● **Exercise objective**: Reproduce the lines of the material verbatim, from the line containing "lizard belly, giving" through the end of the material, and output nothing else.

(Dataset rows on where objects appear)

__________

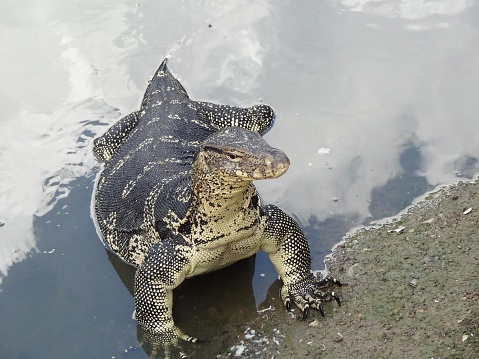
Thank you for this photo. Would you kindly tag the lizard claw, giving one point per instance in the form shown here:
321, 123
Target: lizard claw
305, 311
308, 293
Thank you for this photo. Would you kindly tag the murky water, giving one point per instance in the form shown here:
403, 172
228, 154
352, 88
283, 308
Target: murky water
376, 103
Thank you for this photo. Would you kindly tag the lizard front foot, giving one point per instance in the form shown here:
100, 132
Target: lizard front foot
165, 341
309, 293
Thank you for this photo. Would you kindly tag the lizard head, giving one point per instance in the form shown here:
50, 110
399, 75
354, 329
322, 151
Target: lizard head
238, 154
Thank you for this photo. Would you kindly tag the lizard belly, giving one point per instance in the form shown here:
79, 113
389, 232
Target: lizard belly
206, 260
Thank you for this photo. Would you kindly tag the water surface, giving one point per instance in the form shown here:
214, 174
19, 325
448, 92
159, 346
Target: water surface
376, 103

__________

● **Written reply**:
Thank you for this photo. Would you kindly tag the lizard belly, giving one point per instance in the form shown here:
79, 113
389, 232
Target: lizard belly
206, 260
Thank you for this photo. Would you kindly tag the water surface, giving one point per instance in the form shown here:
214, 174
19, 325
448, 92
159, 346
Target: water surface
376, 103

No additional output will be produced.